## Dataset content
■ ■ ■

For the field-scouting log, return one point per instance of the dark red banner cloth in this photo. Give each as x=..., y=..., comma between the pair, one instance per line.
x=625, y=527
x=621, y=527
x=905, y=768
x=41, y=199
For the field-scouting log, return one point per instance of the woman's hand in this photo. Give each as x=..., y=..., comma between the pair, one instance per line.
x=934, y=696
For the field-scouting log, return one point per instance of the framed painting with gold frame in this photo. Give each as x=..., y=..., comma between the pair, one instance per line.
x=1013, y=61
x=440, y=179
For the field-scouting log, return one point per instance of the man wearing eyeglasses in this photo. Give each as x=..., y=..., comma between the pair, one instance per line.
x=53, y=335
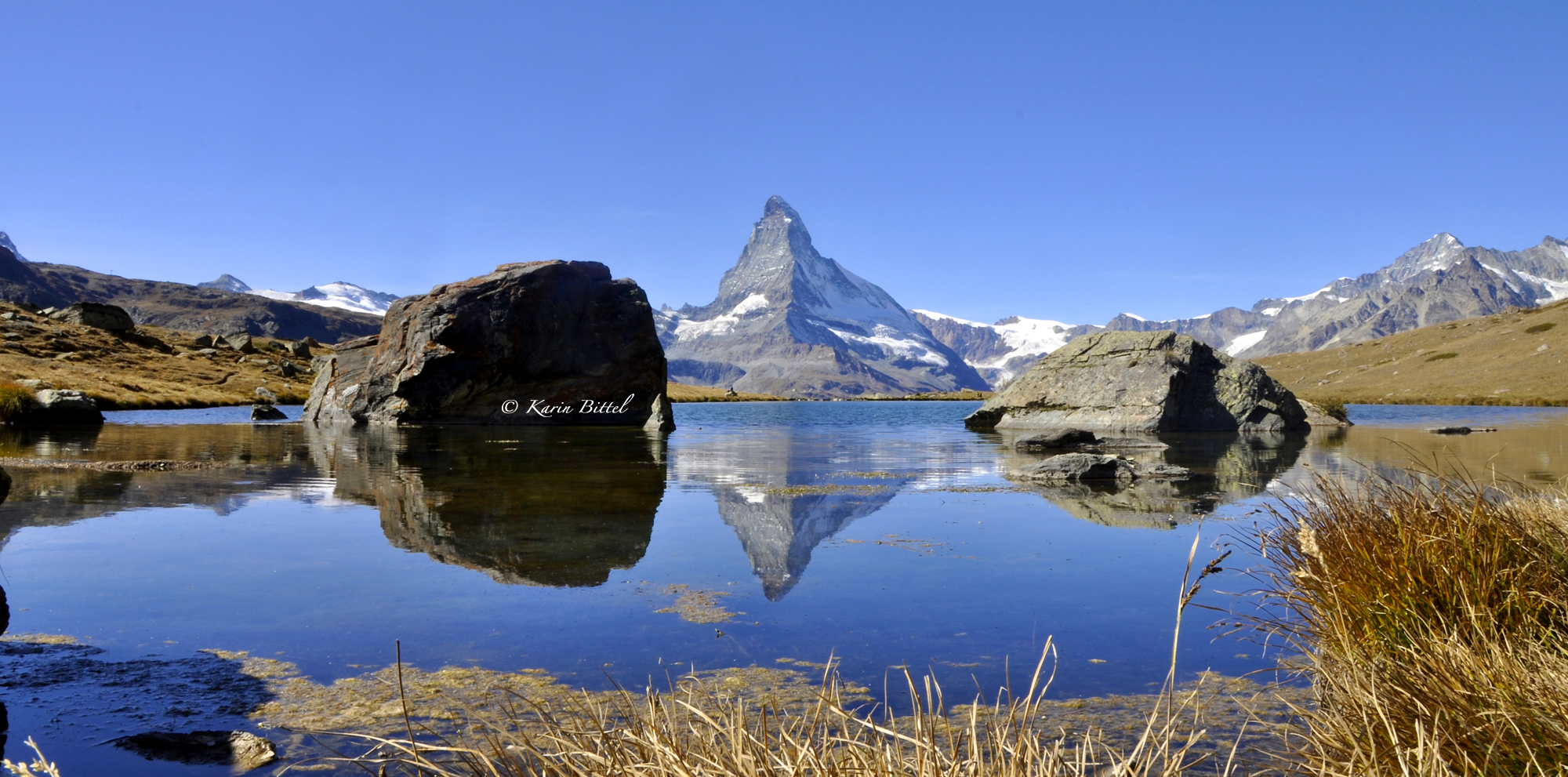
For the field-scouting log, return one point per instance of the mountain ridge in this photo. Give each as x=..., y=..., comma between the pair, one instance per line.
x=789, y=321
x=1436, y=282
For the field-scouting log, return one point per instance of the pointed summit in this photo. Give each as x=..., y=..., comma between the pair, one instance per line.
x=793, y=321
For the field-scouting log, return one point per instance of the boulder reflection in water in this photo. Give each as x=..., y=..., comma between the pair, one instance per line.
x=1225, y=467
x=553, y=507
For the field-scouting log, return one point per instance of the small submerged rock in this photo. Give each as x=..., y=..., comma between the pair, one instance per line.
x=266, y=412
x=1098, y=467
x=1056, y=439
x=241, y=750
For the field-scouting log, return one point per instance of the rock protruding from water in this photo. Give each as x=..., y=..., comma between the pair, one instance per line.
x=1144, y=383
x=1056, y=439
x=1098, y=467
x=241, y=750
x=62, y=406
x=96, y=315
x=534, y=343
x=267, y=412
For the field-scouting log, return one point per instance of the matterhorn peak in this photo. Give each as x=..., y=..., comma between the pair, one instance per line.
x=793, y=321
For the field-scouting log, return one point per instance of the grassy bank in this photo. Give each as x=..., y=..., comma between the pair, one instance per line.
x=143, y=370
x=1503, y=359
x=713, y=394
x=1432, y=616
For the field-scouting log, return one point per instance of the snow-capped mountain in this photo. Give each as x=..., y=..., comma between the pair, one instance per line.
x=1003, y=350
x=5, y=243
x=791, y=321
x=1436, y=282
x=341, y=295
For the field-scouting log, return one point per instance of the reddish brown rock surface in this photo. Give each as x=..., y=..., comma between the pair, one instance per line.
x=531, y=343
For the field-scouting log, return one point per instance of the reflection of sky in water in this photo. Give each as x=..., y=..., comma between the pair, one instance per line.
x=885, y=533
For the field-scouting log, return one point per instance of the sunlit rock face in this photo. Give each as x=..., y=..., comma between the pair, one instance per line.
x=524, y=507
x=551, y=343
x=791, y=321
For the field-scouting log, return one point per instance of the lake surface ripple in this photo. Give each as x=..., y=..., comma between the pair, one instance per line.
x=760, y=533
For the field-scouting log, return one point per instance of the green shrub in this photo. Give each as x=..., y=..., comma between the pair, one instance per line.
x=15, y=400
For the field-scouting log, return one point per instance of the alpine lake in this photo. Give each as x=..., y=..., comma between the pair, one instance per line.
x=234, y=590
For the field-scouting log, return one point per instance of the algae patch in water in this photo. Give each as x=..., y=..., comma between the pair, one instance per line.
x=826, y=491
x=699, y=605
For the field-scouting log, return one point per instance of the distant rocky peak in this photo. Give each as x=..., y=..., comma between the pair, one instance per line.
x=227, y=282
x=5, y=243
x=1437, y=252
x=782, y=265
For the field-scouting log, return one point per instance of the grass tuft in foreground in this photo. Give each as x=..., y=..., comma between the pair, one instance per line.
x=1432, y=618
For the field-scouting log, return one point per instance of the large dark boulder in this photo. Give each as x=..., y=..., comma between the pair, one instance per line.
x=98, y=315
x=532, y=343
x=1144, y=383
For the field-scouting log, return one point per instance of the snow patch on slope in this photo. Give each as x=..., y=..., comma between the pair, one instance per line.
x=341, y=295
x=1244, y=342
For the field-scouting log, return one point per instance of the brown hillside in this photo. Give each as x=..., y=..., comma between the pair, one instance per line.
x=148, y=369
x=1501, y=359
x=710, y=394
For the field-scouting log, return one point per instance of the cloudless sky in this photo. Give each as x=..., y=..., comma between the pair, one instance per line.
x=984, y=160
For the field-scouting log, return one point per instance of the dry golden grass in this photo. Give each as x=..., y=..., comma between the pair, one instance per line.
x=711, y=394
x=151, y=369
x=1503, y=359
x=1432, y=615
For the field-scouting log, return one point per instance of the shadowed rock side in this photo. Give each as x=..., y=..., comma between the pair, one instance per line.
x=532, y=343
x=789, y=321
x=783, y=494
x=1224, y=469
x=526, y=507
x=1142, y=383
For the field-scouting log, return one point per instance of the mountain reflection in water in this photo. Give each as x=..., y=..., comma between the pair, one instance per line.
x=524, y=505
x=785, y=491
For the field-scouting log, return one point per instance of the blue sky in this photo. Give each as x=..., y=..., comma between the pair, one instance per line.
x=984, y=160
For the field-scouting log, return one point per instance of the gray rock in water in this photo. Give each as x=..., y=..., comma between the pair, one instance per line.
x=1098, y=467
x=662, y=417
x=1130, y=444
x=98, y=315
x=1054, y=439
x=1080, y=467
x=62, y=406
x=1144, y=383
x=1161, y=472
x=532, y=343
x=242, y=750
x=1318, y=416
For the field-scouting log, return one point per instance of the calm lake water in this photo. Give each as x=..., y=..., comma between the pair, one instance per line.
x=882, y=533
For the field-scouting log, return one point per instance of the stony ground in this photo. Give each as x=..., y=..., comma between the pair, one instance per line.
x=1503, y=359
x=148, y=369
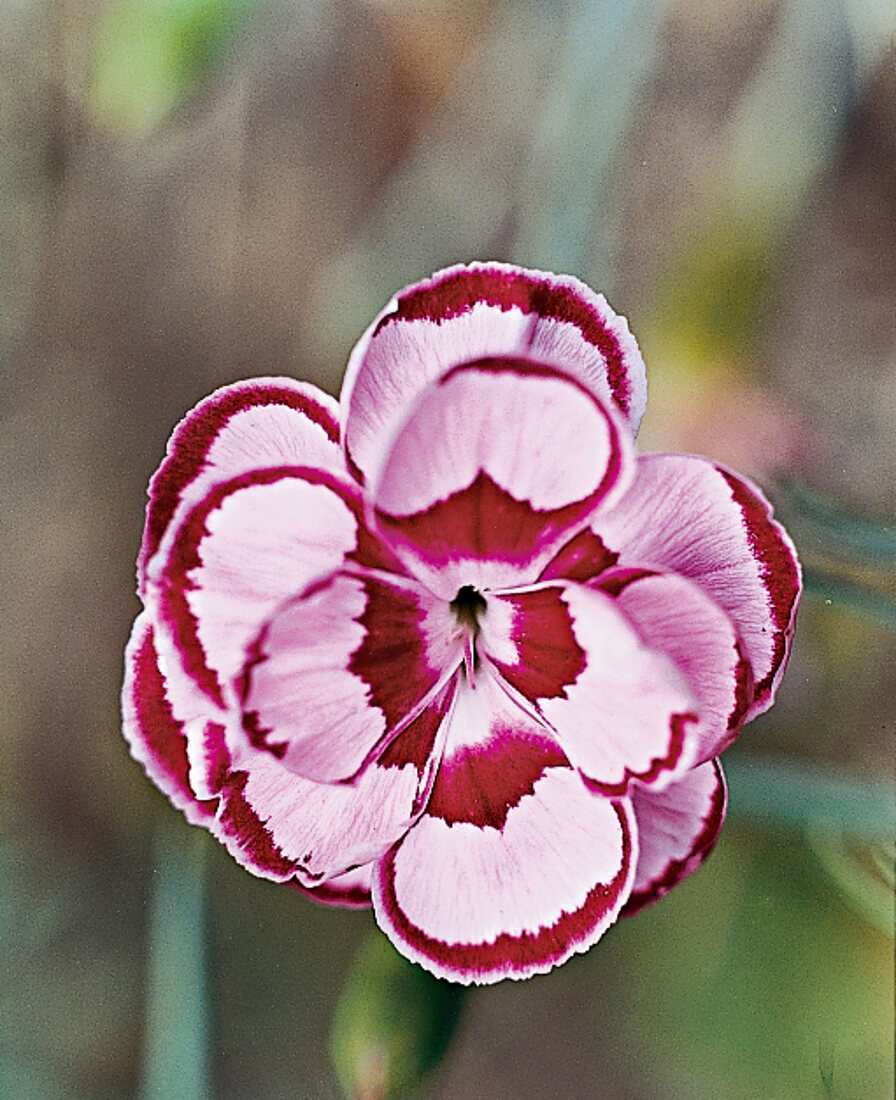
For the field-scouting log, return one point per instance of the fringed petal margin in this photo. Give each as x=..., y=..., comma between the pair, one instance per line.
x=516, y=865
x=156, y=738
x=686, y=515
x=621, y=710
x=676, y=829
x=239, y=428
x=485, y=309
x=495, y=466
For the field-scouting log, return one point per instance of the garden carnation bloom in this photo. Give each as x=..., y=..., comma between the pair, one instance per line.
x=450, y=647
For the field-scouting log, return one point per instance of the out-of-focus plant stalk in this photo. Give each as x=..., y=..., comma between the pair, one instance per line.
x=393, y=1024
x=176, y=1051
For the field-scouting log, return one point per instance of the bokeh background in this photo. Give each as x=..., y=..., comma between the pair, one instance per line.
x=192, y=191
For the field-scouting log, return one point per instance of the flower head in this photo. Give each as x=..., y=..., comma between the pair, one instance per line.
x=451, y=647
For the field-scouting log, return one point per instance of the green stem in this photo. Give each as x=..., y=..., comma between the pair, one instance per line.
x=176, y=1048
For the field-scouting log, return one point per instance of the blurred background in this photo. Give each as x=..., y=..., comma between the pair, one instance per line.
x=192, y=191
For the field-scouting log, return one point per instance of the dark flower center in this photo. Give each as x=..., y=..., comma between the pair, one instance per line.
x=467, y=606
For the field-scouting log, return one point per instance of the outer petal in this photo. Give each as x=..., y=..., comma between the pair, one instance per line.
x=351, y=890
x=247, y=426
x=495, y=465
x=480, y=311
x=156, y=738
x=279, y=825
x=678, y=618
x=688, y=516
x=676, y=831
x=515, y=866
x=338, y=672
x=621, y=710
x=250, y=543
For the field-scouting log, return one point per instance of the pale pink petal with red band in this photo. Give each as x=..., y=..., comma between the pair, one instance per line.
x=676, y=831
x=476, y=488
x=339, y=671
x=621, y=710
x=246, y=426
x=686, y=515
x=253, y=542
x=464, y=314
x=155, y=736
x=515, y=866
x=279, y=824
x=675, y=616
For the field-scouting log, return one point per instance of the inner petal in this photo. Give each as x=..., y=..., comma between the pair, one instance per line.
x=621, y=710
x=340, y=671
x=496, y=465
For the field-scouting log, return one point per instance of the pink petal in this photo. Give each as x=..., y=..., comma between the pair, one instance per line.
x=247, y=426
x=280, y=825
x=675, y=616
x=338, y=672
x=351, y=890
x=516, y=865
x=676, y=831
x=250, y=545
x=495, y=464
x=621, y=708
x=688, y=516
x=484, y=310
x=156, y=738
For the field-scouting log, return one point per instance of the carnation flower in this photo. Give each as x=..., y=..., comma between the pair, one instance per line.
x=450, y=647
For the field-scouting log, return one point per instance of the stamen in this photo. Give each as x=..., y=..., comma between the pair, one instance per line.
x=467, y=606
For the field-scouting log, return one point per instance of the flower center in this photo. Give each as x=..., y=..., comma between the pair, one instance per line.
x=467, y=606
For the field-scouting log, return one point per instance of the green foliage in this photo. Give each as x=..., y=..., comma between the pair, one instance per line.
x=393, y=1024
x=148, y=57
x=848, y=559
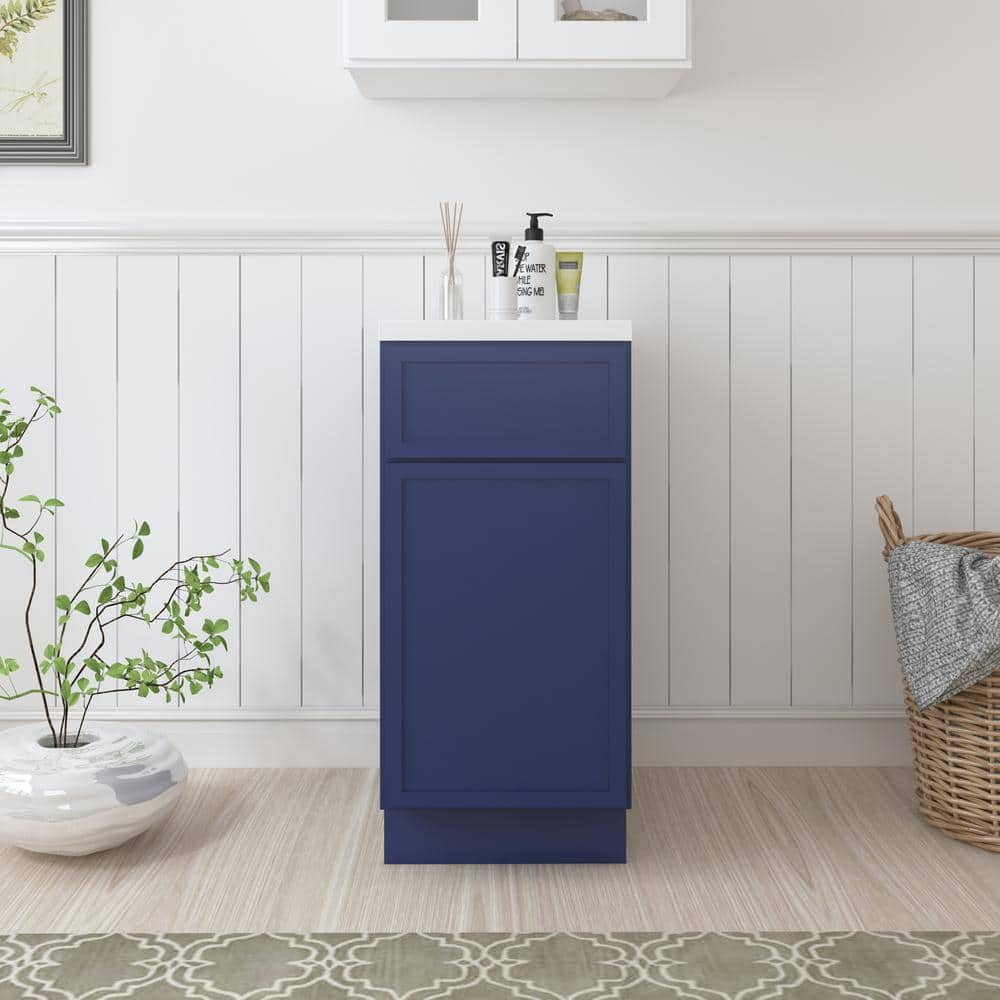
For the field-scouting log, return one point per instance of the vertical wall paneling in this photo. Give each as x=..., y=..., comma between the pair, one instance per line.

■ ■ ■

## What this task involves
Rewrite the listing above as a numbered list, starting at its first line and ending at the line that contains "x=553, y=507". Skip blank lines and leave out the pictures.

## Finished answer
1. For the field-scouting log, return one point per instance of the dark red banner cloth in this photo. Give each as x=..., y=..., comma between the pair, one instance per line.
2. x=625, y=527
3. x=621, y=527
4. x=905, y=768
5. x=41, y=199
6. For the field-scouting log, return one point per instance of the woman's hand in this photo. Give each as x=..., y=..., comma between the pair, one instance per line.
7. x=934, y=696
8. For the field-scouting log, return one point per instance of the framed painting with gold frame in this photo. Give each as x=..., y=..., comma between the pair, one instance per line.
9. x=1013, y=61
10. x=440, y=179
11. For the field-scouting log, return one point per instance of the man wearing eyeglasses in this photo. Give each as x=..., y=..., comma between the pair, one instance per line.
12. x=53, y=335
13. For the field-scouting log, return one point per instance of the mountain ridge in this photo. Give each as x=..., y=..., comma between the pair, one instance per line.
14. x=789, y=321
15. x=1436, y=282
16. For the field-scouting log, return one point per instance of the pointed summit in this photo. Give each as x=..., y=..., comma between the pair, one instance per line.
17. x=793, y=321
18. For the field-scouting log, return one point per instance of the boulder reflection in water in this photo. Give each as x=..., y=..., comma between the pair, one instance per line.
19. x=1225, y=467
20. x=553, y=507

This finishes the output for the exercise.